◆ Task description
Restate the listing word for word. Stop at the line that holds "263L100 265L119 233L108", include it, and leave out all pictures.
-- -- --
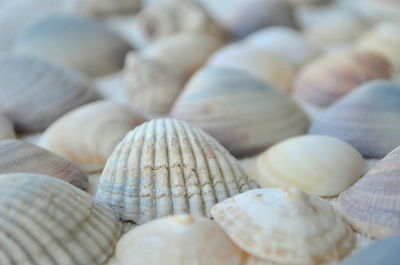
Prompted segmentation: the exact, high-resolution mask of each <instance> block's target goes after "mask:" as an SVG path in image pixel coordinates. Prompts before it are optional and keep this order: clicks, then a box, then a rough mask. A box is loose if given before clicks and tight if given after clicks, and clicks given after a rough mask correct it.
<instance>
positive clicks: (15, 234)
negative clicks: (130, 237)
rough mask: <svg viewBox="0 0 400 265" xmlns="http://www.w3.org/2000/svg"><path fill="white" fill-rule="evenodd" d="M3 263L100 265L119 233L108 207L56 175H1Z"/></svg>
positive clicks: (105, 258)
mask: <svg viewBox="0 0 400 265" xmlns="http://www.w3.org/2000/svg"><path fill="white" fill-rule="evenodd" d="M0 212H1V215H0V231H1V236H0V245H1V248H0V263H1V264H2V265H14V264H21V265H22V264H26V265H43V264H49V265H50V264H51V265H60V264H63V265H101V264H105V262H106V261H107V259H108V258H109V257H110V256H111V255H112V253H113V248H114V245H115V244H116V241H117V239H118V237H119V235H120V224H119V222H118V218H117V217H116V216H115V214H114V213H113V212H112V211H111V209H109V208H107V207H105V206H103V205H100V204H98V203H96V202H94V201H92V199H91V197H90V196H89V195H88V194H87V193H85V192H83V191H80V190H78V189H76V188H74V187H73V186H71V185H69V184H67V183H65V182H62V181H59V180H57V179H54V178H51V177H48V176H44V175H33V174H5V175H0Z"/></svg>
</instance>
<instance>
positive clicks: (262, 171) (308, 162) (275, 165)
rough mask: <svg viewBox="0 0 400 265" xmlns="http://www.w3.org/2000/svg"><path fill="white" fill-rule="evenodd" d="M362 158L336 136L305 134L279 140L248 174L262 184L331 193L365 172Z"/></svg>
mask: <svg viewBox="0 0 400 265" xmlns="http://www.w3.org/2000/svg"><path fill="white" fill-rule="evenodd" d="M364 167H365V164H364V159H363V157H362V156H361V154H360V153H359V152H358V151H357V150H356V149H355V148H354V147H352V146H351V145H349V144H348V143H346V142H343V141H341V140H339V139H337V138H333V137H329V136H320V135H306V136H298V137H294V138H290V139H288V140H285V141H283V142H280V143H278V144H276V145H274V146H272V147H270V148H269V149H268V150H267V151H265V152H264V153H262V154H261V155H260V156H259V157H258V158H257V160H256V162H255V164H254V165H253V167H252V172H251V173H250V177H251V178H254V179H255V180H256V181H257V182H258V183H259V184H260V185H261V186H262V187H265V188H267V187H290V186H296V187H298V188H301V189H302V190H305V191H307V192H310V193H313V194H316V195H319V196H334V195H338V194H339V193H340V192H342V191H344V190H345V189H346V188H348V187H350V186H351V185H352V184H354V182H356V181H357V180H358V179H359V178H360V177H361V176H362V174H363V172H364Z"/></svg>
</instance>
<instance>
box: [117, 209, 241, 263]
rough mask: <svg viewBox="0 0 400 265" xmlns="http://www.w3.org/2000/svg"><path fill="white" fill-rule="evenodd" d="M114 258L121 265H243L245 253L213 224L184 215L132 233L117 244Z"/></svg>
mask: <svg viewBox="0 0 400 265" xmlns="http://www.w3.org/2000/svg"><path fill="white" fill-rule="evenodd" d="M155 253H156V254H155ZM115 257H116V259H117V260H118V261H119V262H120V264H121V265H144V264H146V265H160V264H162V265H240V264H242V252H241V251H240V250H239V249H238V248H237V247H236V246H235V245H234V244H233V243H232V242H231V241H230V239H229V238H228V237H227V236H226V234H225V233H224V231H223V230H222V229H221V228H220V227H218V225H217V224H216V223H215V222H214V221H211V220H208V219H205V218H202V217H193V216H185V215H178V216H171V217H165V218H162V219H158V220H154V221H152V222H149V223H147V224H144V225H141V226H139V227H137V228H135V229H134V230H131V231H130V232H128V233H127V234H125V235H124V236H123V237H122V238H121V239H120V240H119V241H118V244H117V247H116V251H115Z"/></svg>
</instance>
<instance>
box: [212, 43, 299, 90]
mask: <svg viewBox="0 0 400 265" xmlns="http://www.w3.org/2000/svg"><path fill="white" fill-rule="evenodd" d="M207 65H208V66H210V67H223V68H232V69H238V70H242V71H245V72H248V73H250V74H252V75H254V76H256V77H258V78H260V79H261V80H263V81H265V82H267V83H269V84H272V85H274V86H276V87H278V88H280V89H282V90H285V91H289V90H291V86H292V79H293V75H294V67H293V65H292V64H291V63H290V62H289V61H288V60H286V59H285V58H283V57H281V56H279V55H275V54H273V53H270V52H268V51H266V50H265V49H262V48H258V47H252V46H247V45H243V44H233V45H229V46H225V47H224V48H222V49H220V50H218V51H217V52H216V53H214V54H213V56H212V57H211V58H210V59H209V60H208V63H207Z"/></svg>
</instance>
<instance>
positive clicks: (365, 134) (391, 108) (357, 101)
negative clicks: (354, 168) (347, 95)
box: [310, 81, 400, 158]
mask: <svg viewBox="0 0 400 265" xmlns="http://www.w3.org/2000/svg"><path fill="white" fill-rule="evenodd" d="M310 134H324V135H330V136H334V137H337V138H339V139H342V140H344V141H346V142H348V143H349V144H351V145H353V146H354V147H355V148H356V149H357V150H358V151H359V152H360V153H361V154H362V155H363V156H364V157H366V158H382V157H384V156H385V155H387V154H388V153H389V152H390V151H391V150H393V149H394V148H396V147H397V146H399V145H400V84H397V83H395V82H389V81H372V82H369V83H366V84H364V85H362V86H361V87H359V88H357V89H356V90H354V91H353V92H351V93H350V94H349V95H348V96H346V97H344V98H342V99H340V100H339V101H337V102H336V103H335V104H333V105H332V106H331V107H330V108H329V109H327V110H326V111H325V112H324V113H322V114H321V115H320V116H319V117H318V118H317V119H316V120H315V121H314V123H313V124H312V126H311V128H310Z"/></svg>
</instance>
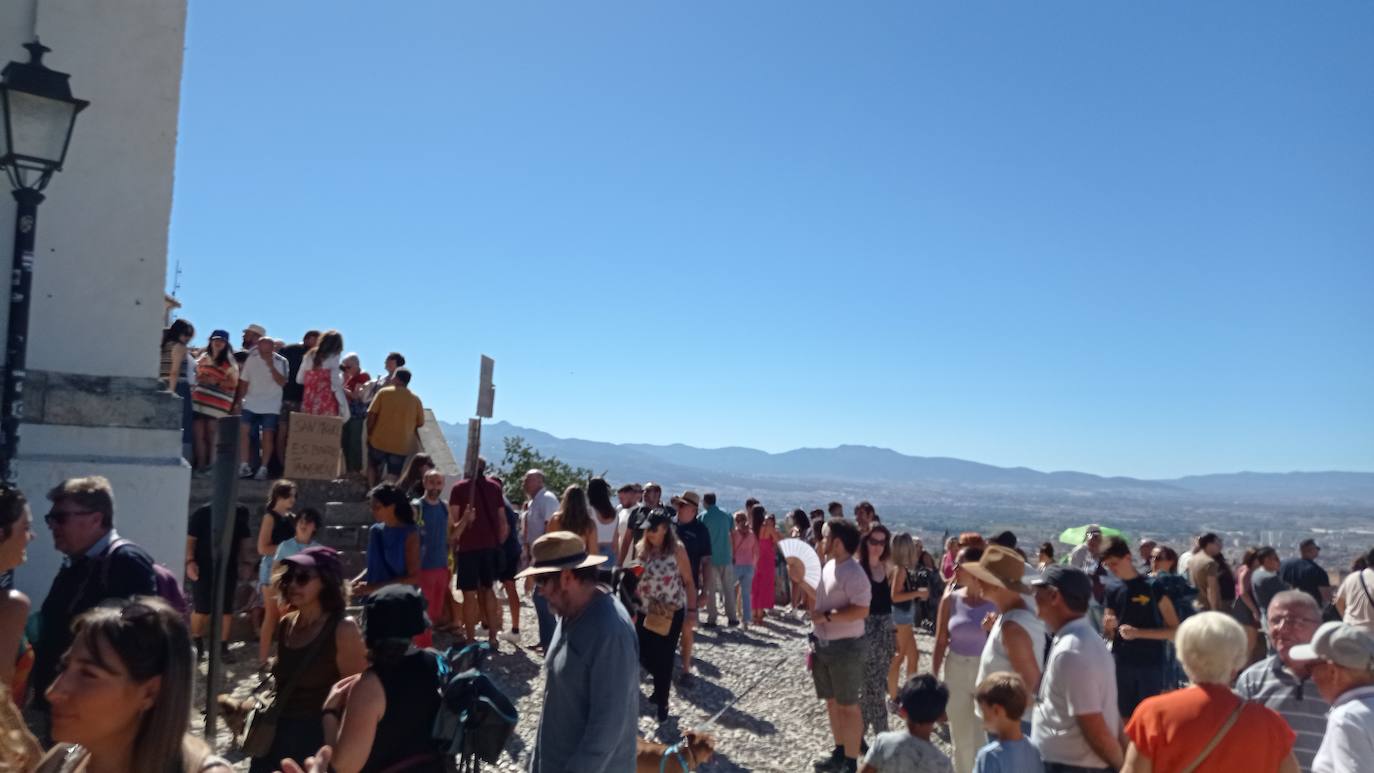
-- -- --
◆ Worked solution
Prompted segmentation: the exact, high-resolution mask of each <instance> block's target goes after "mask:" as an SVG path in image pixel coordinates. Prompts before it are optional and keep this order: clicks, then a box, then a rough mask. A box is loose if given before clicks and tight if given after clicks, and clicks given after a rough mask correct it.
<instance>
positive clicks: (15, 234)
negative clicks: (130, 237)
rough mask: <svg viewBox="0 0 400 265" xmlns="http://www.w3.org/2000/svg"><path fill="white" fill-rule="evenodd" d="M3 263L100 265L119 233L108 207L56 175H1Z"/></svg>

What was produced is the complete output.